• _WHAT YOU NEED TO DO_: Please reproduce verbatim the lines below, from the first through the one with "negative clicks: (333, 179) (314, 200)".

*** Opening INPUT DATA ***

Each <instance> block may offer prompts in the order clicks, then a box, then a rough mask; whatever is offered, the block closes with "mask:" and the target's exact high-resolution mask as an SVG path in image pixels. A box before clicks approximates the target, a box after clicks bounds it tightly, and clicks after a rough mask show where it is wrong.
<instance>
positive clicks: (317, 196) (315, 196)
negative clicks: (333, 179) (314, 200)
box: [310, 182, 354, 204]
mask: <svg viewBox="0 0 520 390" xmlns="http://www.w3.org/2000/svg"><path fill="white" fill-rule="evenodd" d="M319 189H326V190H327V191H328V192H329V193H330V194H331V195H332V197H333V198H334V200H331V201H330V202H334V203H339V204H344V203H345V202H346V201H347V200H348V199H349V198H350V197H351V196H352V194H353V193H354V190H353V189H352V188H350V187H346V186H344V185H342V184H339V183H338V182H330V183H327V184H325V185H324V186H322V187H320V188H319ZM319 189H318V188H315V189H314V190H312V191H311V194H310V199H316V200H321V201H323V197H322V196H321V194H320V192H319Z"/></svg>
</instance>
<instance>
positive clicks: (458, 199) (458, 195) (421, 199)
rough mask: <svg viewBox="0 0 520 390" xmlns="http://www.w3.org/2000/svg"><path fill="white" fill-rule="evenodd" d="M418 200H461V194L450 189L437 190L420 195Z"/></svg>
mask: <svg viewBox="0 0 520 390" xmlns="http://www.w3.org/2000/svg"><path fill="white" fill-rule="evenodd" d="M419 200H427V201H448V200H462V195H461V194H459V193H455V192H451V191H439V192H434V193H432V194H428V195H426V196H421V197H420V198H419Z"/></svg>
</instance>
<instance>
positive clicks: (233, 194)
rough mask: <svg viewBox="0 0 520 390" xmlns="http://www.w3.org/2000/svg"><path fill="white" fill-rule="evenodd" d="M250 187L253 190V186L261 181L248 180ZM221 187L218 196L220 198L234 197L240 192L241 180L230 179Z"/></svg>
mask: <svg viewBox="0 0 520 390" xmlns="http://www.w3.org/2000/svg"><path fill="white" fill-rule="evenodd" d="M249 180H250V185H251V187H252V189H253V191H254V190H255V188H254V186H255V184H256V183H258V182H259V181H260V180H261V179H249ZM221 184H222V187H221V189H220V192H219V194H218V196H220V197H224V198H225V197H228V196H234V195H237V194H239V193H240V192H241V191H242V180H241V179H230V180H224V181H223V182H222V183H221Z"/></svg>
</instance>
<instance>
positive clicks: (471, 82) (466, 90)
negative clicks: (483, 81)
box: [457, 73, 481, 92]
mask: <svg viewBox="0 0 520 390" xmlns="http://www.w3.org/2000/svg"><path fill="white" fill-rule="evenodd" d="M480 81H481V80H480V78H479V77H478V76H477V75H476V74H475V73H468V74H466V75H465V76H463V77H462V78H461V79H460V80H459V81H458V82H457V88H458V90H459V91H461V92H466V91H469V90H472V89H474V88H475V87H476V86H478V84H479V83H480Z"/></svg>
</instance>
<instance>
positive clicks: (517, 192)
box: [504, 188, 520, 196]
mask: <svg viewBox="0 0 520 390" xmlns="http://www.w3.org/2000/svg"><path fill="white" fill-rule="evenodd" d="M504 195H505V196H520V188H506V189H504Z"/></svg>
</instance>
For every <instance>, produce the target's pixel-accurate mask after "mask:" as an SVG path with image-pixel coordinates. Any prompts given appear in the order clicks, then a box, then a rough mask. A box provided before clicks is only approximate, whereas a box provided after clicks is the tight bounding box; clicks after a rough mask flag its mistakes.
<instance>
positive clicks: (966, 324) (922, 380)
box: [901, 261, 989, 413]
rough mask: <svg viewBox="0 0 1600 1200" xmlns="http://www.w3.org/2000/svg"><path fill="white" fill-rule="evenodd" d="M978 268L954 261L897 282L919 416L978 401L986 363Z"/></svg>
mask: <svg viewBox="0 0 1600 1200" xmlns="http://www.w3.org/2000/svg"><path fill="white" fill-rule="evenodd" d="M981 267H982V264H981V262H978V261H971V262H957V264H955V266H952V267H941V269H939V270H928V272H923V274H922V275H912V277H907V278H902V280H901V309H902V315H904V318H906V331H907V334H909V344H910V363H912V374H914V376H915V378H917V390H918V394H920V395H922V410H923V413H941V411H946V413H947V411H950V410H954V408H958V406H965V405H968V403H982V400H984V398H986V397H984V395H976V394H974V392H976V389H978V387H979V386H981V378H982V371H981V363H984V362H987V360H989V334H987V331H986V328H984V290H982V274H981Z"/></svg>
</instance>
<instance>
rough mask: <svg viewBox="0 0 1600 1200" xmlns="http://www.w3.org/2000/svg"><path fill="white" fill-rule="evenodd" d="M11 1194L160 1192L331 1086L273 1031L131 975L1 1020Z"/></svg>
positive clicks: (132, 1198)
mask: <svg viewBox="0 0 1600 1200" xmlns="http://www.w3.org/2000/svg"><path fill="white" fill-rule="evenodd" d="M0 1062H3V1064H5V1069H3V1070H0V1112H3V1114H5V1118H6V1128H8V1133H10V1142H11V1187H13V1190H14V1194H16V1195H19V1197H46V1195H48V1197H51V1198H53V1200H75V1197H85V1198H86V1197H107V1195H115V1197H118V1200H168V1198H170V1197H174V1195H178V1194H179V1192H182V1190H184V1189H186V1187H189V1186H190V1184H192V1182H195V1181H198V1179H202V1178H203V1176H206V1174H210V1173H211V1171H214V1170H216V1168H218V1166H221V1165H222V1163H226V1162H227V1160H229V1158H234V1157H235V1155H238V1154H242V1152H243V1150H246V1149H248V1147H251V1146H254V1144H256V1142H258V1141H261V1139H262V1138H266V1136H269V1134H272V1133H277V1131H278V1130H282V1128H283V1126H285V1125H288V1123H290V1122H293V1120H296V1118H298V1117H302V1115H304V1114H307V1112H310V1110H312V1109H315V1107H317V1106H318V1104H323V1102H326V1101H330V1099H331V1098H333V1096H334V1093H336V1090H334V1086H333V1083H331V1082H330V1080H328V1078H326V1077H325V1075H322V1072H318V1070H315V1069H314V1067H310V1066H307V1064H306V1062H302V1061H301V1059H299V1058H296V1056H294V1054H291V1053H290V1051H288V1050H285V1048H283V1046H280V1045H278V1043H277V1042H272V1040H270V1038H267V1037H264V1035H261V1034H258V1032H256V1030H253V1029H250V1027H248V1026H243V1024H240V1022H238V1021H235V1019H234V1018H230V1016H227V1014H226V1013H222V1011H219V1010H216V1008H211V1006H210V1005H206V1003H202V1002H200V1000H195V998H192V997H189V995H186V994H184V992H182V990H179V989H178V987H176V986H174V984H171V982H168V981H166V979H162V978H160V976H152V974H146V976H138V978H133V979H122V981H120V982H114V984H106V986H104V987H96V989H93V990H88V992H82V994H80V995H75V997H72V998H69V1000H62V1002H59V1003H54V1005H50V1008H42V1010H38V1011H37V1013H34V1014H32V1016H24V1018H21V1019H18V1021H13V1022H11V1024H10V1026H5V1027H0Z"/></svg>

*** Closing INPUT DATA ***

• _RESULT FOR THIS EXERCISE_:
Each <instance> block may offer prompts in the order clicks, then a box, then a rough mask; whatever is offered, the block closes with "mask:" and the target's exact high-resolution mask as an SVG path in image pixels. A box before clicks approximates the target, a box after clicks bounds it tightly, and clicks after a rough mask show where it is wrong.
<instance>
positive clicks: (317, 196) (315, 196)
negative clicks: (333, 179) (314, 200)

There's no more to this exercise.